• DATASET:
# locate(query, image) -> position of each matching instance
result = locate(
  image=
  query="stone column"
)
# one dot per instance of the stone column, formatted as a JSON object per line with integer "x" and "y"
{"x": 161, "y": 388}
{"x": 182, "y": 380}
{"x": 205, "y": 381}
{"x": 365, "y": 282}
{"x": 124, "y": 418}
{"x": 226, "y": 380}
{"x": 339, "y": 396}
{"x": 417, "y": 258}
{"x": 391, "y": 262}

• WHAT TO WORK ON: Could you reproduce every record above exactly as it appears?

• RESPONSE FOR THIS EXERCISE:
# locate(query, image) -> position of each matching instance
result = locate(
  image=
  query="stone column"
)
# one dot per instance of the stone column, formatted as a JSON object per line with integer "x" and "y"
{"x": 161, "y": 388}
{"x": 182, "y": 380}
{"x": 205, "y": 381}
{"x": 365, "y": 282}
{"x": 124, "y": 418}
{"x": 226, "y": 380}
{"x": 339, "y": 396}
{"x": 417, "y": 258}
{"x": 391, "y": 262}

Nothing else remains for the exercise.